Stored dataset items
"""

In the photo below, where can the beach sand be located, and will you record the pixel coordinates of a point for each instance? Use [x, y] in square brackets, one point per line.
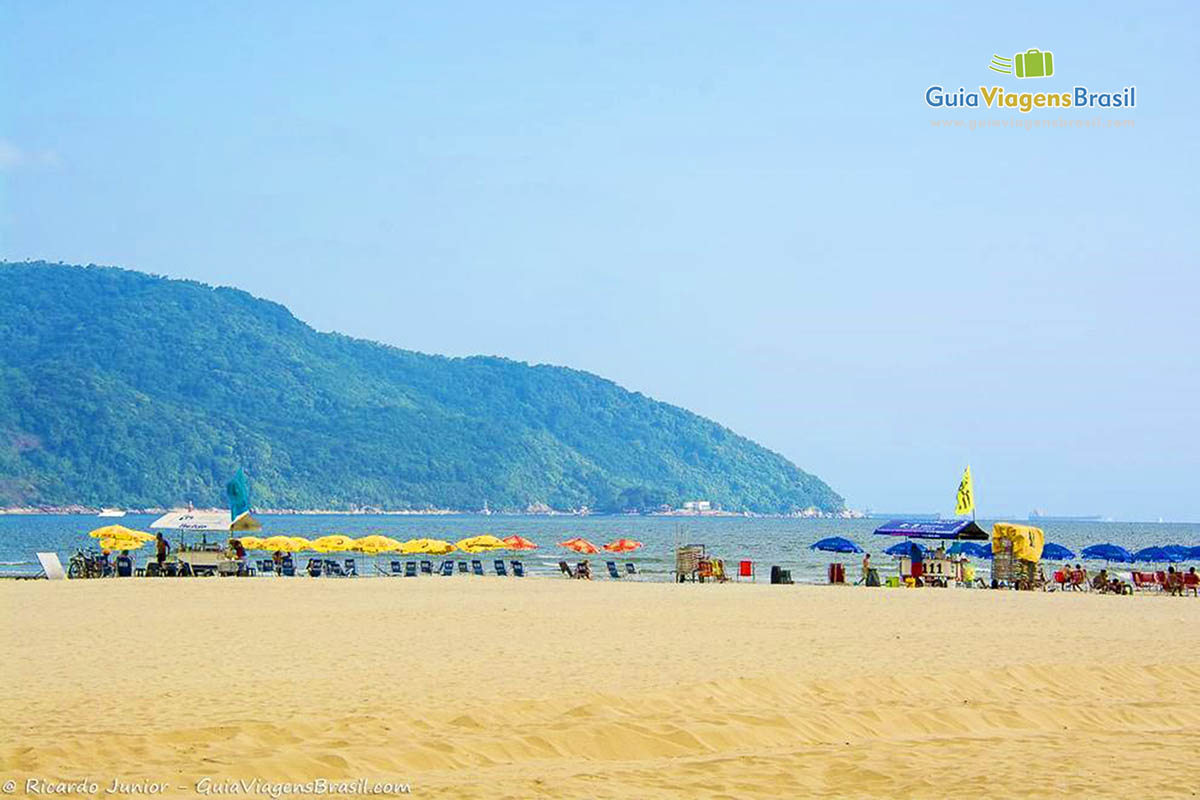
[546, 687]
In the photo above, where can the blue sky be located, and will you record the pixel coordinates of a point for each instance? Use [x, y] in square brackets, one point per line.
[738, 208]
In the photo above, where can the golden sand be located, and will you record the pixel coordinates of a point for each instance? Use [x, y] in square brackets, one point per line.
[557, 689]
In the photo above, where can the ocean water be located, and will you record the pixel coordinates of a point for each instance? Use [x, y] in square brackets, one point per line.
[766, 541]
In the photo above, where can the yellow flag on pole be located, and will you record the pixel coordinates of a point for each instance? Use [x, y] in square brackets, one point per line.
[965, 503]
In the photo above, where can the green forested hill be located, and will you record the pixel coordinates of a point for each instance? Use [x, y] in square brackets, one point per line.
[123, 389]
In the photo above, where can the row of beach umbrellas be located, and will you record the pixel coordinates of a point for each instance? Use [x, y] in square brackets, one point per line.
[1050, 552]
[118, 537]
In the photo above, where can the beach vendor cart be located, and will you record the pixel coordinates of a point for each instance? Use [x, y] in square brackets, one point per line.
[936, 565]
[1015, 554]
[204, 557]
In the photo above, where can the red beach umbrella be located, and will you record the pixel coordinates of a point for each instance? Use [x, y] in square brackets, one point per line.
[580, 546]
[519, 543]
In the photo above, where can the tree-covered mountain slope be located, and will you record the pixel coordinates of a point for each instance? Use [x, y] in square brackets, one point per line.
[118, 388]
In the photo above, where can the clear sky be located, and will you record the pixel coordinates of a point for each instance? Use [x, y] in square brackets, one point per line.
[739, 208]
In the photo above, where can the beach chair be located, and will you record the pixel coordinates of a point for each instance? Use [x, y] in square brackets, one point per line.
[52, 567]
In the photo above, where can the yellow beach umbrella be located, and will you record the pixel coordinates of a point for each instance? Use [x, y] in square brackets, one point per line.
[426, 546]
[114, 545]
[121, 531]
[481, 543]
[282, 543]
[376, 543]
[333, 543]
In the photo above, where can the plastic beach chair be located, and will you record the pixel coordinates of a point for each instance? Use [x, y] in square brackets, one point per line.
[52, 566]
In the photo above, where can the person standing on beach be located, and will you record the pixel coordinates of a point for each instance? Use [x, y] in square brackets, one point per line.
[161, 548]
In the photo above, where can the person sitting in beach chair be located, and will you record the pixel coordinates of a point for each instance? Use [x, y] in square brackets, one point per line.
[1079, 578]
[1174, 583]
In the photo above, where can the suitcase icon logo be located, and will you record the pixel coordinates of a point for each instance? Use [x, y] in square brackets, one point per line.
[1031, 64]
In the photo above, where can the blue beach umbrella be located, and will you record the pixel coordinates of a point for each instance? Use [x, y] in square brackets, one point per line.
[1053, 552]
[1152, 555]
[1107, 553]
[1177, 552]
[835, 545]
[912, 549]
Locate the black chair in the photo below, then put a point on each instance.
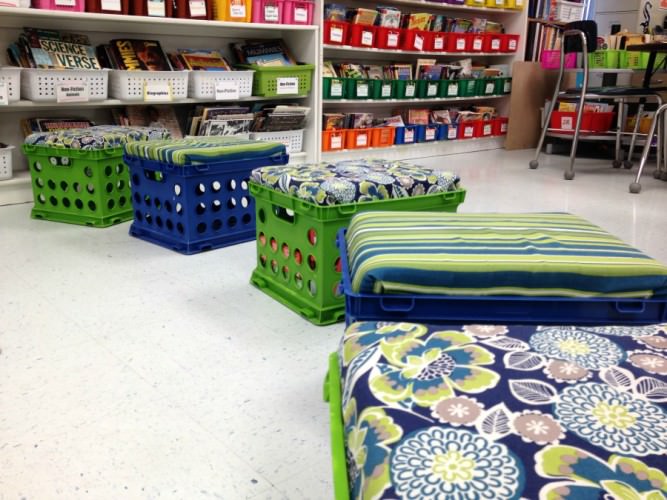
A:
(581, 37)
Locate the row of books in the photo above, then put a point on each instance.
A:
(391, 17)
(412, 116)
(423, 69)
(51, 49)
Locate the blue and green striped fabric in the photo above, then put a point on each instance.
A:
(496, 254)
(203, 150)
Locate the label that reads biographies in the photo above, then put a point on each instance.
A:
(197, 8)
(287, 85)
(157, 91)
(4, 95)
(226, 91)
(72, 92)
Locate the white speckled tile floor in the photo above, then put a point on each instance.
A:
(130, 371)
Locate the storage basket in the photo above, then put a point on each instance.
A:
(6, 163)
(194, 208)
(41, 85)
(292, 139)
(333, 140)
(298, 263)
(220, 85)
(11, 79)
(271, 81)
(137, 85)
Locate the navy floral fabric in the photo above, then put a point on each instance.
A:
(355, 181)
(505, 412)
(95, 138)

"""

▶ Exercise description:
Reproduce exactly the lines from the one containing "Locate the white" through the last line of the records, both included, and nothing else.

▶ Answer to this exercise:
Locate the white speckled tile floor in the photo above, then put a point on each instance.
A:
(130, 371)
Locate the storage basket in the photo above, then put a point on each instance.
A:
(6, 163)
(194, 208)
(41, 85)
(292, 139)
(333, 140)
(298, 263)
(220, 85)
(11, 79)
(271, 81)
(137, 85)
Locate the navy floral fabric in the photo above, then put a point on each instance.
A:
(355, 181)
(505, 412)
(95, 138)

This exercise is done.